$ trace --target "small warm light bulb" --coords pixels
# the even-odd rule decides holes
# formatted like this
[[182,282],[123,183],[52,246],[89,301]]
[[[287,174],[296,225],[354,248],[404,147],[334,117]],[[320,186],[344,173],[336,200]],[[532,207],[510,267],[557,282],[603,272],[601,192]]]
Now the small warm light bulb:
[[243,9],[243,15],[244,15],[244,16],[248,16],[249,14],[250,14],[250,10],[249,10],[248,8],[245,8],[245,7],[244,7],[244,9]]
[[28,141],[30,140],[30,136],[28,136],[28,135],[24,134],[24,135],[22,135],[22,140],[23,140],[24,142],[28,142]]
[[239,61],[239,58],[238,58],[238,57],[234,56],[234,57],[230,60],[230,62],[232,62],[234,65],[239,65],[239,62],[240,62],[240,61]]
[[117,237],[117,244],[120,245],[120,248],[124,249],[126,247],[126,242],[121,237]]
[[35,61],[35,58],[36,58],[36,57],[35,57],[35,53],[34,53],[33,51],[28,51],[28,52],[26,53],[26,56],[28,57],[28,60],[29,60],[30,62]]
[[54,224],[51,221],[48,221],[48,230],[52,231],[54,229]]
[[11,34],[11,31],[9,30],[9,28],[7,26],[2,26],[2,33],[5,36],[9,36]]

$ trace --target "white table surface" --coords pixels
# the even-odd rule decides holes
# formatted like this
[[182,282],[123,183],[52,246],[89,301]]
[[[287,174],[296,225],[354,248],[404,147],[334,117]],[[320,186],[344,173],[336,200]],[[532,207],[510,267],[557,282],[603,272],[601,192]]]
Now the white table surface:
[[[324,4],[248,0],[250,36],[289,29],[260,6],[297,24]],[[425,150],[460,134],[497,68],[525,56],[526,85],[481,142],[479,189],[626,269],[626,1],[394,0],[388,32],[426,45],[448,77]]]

* Directions for this task *
Scan the data for lines containing "target" and copy all of them.

* Written response *
$ trace --target "small warm light bulb" --coords pixels
$ trace --target "white table surface" --coords pixels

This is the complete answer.